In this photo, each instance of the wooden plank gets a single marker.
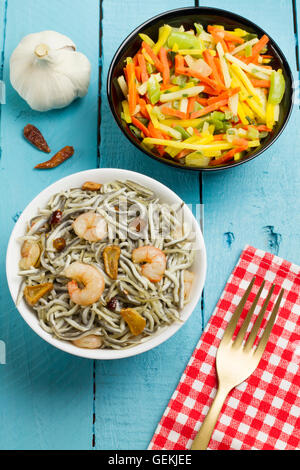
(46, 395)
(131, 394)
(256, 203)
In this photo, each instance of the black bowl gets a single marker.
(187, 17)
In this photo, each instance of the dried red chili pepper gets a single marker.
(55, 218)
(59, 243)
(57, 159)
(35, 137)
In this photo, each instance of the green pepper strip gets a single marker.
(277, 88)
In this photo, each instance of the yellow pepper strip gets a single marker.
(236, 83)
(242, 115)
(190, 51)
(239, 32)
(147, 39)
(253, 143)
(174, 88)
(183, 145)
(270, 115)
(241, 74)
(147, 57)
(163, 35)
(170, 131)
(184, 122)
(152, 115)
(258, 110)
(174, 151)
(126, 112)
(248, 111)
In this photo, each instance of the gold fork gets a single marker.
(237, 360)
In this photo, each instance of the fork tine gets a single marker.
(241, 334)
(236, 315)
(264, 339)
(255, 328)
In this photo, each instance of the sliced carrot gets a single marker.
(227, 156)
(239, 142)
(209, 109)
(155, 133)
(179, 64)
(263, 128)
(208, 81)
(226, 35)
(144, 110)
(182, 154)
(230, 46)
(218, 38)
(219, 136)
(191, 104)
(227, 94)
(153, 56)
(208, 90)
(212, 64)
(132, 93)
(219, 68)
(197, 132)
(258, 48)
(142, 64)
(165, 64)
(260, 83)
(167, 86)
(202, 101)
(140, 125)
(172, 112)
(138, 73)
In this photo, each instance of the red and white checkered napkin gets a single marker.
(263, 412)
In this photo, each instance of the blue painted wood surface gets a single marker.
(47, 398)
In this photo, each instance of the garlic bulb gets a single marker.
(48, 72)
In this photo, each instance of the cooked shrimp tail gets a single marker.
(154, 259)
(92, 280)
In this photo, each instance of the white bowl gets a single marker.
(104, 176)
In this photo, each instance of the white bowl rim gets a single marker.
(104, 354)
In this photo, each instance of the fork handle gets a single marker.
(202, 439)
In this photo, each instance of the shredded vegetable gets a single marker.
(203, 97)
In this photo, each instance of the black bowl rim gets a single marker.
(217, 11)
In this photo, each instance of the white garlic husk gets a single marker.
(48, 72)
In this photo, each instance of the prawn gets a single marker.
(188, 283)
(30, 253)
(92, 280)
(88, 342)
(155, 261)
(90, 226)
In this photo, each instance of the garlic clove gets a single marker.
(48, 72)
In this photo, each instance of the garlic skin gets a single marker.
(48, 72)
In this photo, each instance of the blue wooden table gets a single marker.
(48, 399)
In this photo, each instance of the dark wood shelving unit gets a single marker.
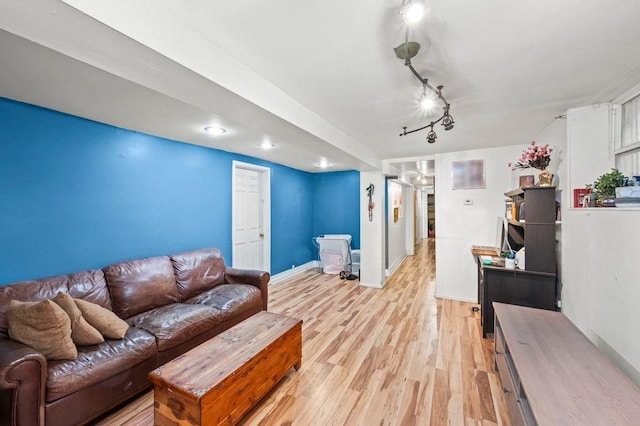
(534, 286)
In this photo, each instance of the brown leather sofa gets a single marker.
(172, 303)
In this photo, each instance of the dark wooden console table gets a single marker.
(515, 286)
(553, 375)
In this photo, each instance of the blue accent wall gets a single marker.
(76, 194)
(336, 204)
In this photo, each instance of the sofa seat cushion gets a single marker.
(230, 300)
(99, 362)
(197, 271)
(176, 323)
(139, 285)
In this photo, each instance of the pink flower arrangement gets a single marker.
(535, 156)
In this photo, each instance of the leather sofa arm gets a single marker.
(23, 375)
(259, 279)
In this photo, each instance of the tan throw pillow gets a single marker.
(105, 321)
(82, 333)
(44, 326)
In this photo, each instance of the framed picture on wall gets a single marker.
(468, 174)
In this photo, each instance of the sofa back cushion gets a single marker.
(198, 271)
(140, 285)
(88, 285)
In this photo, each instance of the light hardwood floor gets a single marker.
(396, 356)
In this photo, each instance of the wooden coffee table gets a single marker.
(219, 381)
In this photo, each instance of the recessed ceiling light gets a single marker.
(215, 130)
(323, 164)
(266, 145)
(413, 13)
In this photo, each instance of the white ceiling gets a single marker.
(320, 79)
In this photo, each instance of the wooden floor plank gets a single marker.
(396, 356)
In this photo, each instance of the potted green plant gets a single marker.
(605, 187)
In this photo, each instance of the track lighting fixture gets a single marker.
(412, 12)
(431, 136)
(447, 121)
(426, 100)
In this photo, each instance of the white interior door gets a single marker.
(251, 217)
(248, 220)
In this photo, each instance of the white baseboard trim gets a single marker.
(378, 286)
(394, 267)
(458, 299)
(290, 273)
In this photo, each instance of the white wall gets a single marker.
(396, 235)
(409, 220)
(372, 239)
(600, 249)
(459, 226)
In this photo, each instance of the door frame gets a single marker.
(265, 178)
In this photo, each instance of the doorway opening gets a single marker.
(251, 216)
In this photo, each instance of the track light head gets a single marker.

__YOUR OBJECTIVE__
Please retype the material in full, exactly as it reads, apart from the images.

__ANSWER TO THE EXERCISE__
In this photo, each instance of the wooden plank gets a single marker.
(46, 395)
(131, 394)
(256, 203)
In this photo, each instance of the black bowl gets a single marker.
(187, 17)
In this photo, each instance of the dried red chili pepper gets a single marker.
(55, 218)
(59, 243)
(57, 159)
(35, 137)
In this photo, each instance of the green pepper strip gets a single marker.
(277, 88)
In this photo, each instance of the yellow pepper strip gets a single marker.
(236, 83)
(242, 115)
(190, 51)
(239, 32)
(147, 39)
(253, 143)
(174, 88)
(183, 145)
(270, 115)
(241, 74)
(147, 57)
(163, 35)
(170, 131)
(184, 122)
(152, 115)
(258, 110)
(174, 151)
(126, 112)
(248, 111)
In this photo, each instance of the gold fork gets a single marker.
(237, 360)
In this photo, each instance of the fork tine gets a single marker.
(241, 334)
(236, 315)
(264, 339)
(255, 328)
In this photo, each instance of the sliced carrot gets a single marker.
(227, 156)
(239, 142)
(209, 109)
(155, 133)
(179, 64)
(263, 128)
(208, 81)
(226, 35)
(144, 110)
(182, 154)
(230, 46)
(218, 38)
(219, 136)
(191, 104)
(227, 94)
(153, 56)
(208, 90)
(212, 64)
(132, 93)
(219, 68)
(197, 132)
(258, 48)
(142, 64)
(165, 64)
(260, 83)
(167, 86)
(202, 101)
(140, 125)
(172, 112)
(138, 73)
In this photo, each instance of the red and white checkered napkin gets a single marker.
(263, 412)
In this photo, each instance of the blue painted wood surface gets a single marker.
(47, 398)
In this photo, each instance of the garlic bulb gets a single marker.
(48, 72)
In this photo, each instance of the cooked shrimp tail gets a single marker.
(154, 259)
(92, 280)
In this photo, each instance of the white bowl gets a single marker.
(104, 176)
In this photo, each instance of the white bowl rim gets a single marker.
(104, 354)
In this photo, each instance of the fork handle gets a single marker.
(202, 439)
In this photo, each instance of the shredded vegetable gets a single marker.
(203, 97)
In this photo, each instance of the black bowl rim gets a single marker.
(217, 11)
In this photo, each instance of the white garlic husk gets a single marker.
(48, 72)
In this photo, each instance of the prawn gets a single marker.
(188, 283)
(30, 253)
(92, 280)
(88, 342)
(155, 261)
(90, 226)
In this photo, each instance of the garlic clove gets a single marker.
(48, 72)
In this photo, each instance of the garlic skin gets a single marker.
(48, 72)
In this photo, each instance of the blue wooden table gets a single marker.
(48, 399)
In this photo, each instance of the dark wood shelving unit gets a single marker.
(534, 286)
In this photo, each instance of the brown leather sofa gets a single marker.
(172, 303)
In this photo, each instance of the dark wooden console table gets a single marker.
(515, 286)
(553, 375)
In this photo, each instance of the blue accent wall gets a single marker.
(76, 194)
(336, 204)
In this photo, each instance of the sofa seat cushion gets a single marker.
(230, 300)
(99, 362)
(197, 271)
(176, 323)
(139, 285)
In this photo, each instance of the pink flower arrangement gets a single marker.
(535, 156)
In this photo, each instance of the leather sofa arm gets a single marker.
(23, 375)
(259, 279)
In this photo, each instance of the tan throw pillow gets a single marker.
(105, 321)
(82, 333)
(44, 326)
In this photo, each instance of the framed picture on wall gets a single marker.
(468, 174)
In this photo, each instance of the sofa back cushion gets a single marker.
(198, 271)
(140, 285)
(88, 285)
In this photo, each instance of the light hardwood floor gets a single marker.
(396, 356)
In this photo, each instance of the wooden coffee table gets a single marker.
(219, 381)
In this photo, each instance of the recessed ceiling light gets a single marker.
(215, 130)
(323, 164)
(266, 145)
(413, 13)
In this photo, each instance of the white ceiling gets a single marker.
(320, 79)
In this photo, each instance of the wooden floor plank gets a single marker.
(396, 356)
In this photo, each instance of the potted green plant gets a single marker.
(605, 187)
In this photo, each instance of the track lighting fixture gets a single marker.
(412, 12)
(431, 136)
(447, 121)
(426, 100)
In this photo, each instance of the white interior door gets a single marker.
(251, 217)
(248, 220)
In this photo, each instance of the white baseboard trim gets a single marker.
(378, 286)
(394, 267)
(458, 299)
(290, 273)
In this photo, each instance of the white wall gets a single marker.
(396, 235)
(409, 220)
(372, 239)
(600, 249)
(459, 226)
In this photo, each instance of the door frame gets a single marker.
(265, 178)
In this photo, each instance of the doorway opening gets a single marker.
(251, 216)
In this photo, each instance of the track light head gets a single marker.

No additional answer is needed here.